__DATA FOR THIS EXERCISE__
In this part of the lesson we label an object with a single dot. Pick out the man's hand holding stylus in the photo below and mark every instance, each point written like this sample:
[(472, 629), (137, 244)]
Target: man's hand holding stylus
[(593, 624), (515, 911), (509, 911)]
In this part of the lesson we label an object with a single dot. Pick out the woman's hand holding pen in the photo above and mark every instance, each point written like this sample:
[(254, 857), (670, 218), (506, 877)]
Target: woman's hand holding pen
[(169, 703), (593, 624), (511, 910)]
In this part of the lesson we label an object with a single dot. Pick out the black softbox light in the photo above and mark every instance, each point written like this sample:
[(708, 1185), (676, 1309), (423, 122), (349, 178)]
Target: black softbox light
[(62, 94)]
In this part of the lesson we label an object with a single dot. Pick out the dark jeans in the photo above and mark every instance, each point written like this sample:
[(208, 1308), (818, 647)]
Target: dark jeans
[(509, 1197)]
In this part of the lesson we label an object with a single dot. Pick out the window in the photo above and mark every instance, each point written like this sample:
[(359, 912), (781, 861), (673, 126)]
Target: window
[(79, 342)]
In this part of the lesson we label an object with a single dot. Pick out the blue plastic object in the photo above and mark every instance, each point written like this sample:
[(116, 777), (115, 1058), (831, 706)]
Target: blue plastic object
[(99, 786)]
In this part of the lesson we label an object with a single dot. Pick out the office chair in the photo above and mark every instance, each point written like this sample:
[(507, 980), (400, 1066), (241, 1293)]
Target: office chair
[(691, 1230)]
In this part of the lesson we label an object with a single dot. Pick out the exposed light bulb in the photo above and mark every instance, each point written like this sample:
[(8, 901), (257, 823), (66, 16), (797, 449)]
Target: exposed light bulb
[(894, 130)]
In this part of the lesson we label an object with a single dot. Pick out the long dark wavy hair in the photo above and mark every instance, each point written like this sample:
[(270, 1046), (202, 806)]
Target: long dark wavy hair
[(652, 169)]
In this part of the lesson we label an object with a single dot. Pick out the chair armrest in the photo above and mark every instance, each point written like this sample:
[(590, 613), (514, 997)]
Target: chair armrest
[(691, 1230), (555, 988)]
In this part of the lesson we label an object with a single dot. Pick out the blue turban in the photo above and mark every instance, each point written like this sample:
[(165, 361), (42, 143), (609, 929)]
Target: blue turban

__ASSIGNED TASK__
The answer must be an exact copy of every entry.

__RESULT OF THIS TASK__
In this part of the lesson we label an object with a single dot. Pick out the man's hand holding stylus in the photo below and mark every instance, each point written like this sample:
[(472, 629), (137, 244)]
Target: man's hand holding stylus
[(593, 624), (515, 911), (509, 911)]
In this part of the lesson we label an object with a single dot. Pick out the woman's hand holding pen in the photo above and mark every instance, each point written like this sample:
[(254, 857), (670, 218), (506, 877)]
Target: woman's hand holding pen
[(169, 703), (593, 624), (511, 910)]
In this part of the lesson we label an object with a single dot. Pick out the black softbox light in the photo above and mark every instance, each point written like this sample:
[(708, 1185), (676, 1309), (423, 122), (349, 178)]
Target: black softbox light
[(62, 94)]
In this part of the lesson we label an object with a single dot. Pick out the dark jeans in the photo above and mark every instance, each point written like this sample:
[(208, 1308), (818, 647)]
Target: dark jeans
[(509, 1197)]
In this part of the lesson we label an object with a single dot. Pick out the window in the photo above and mark every instance, each point written like this sample:
[(359, 912), (781, 861), (673, 126)]
Target: window
[(79, 342)]
In this part of the lesson we label an object with a single dot. Pick out the blue plastic object in the photo above and mark every instance, each point written like this sample:
[(116, 777), (115, 1058), (831, 706)]
Target: blue plastic object
[(99, 786)]
In this part of the lesson we label an object with a single dot. Pick out the office chair in the photo above and mark every instance, each point written like this sample:
[(507, 980), (400, 1066), (241, 1293)]
Target: office chair
[(691, 1230)]
In this part of the lesson we label an object with a single dot. Pick out the exposed light bulb in the photo above and mark every instance, each point written like this sample:
[(8, 901), (257, 823), (66, 16), (797, 449)]
Target: exposed light bulb
[(894, 130)]
In this part of the lesson we label an object with a single dot. Pick out the long dark wavy hair in the photo above and mark every instance, each point written like this sample:
[(270, 1046), (202, 806)]
Target: long dark wavy hair
[(652, 169)]
In this part of the lesson we label an object with a single dot. Pick out the chair armrest in the photo above and mark every instance, each point written like this sample:
[(590, 613), (514, 997)]
Target: chair armrest
[(691, 1230), (555, 988)]
In this part of the lesson we label an object with a single dot. Pick out the blue turban in the photo above and mark every instance, each point written like this sample:
[(165, 361), (42, 143), (609, 929)]
Target: blue turban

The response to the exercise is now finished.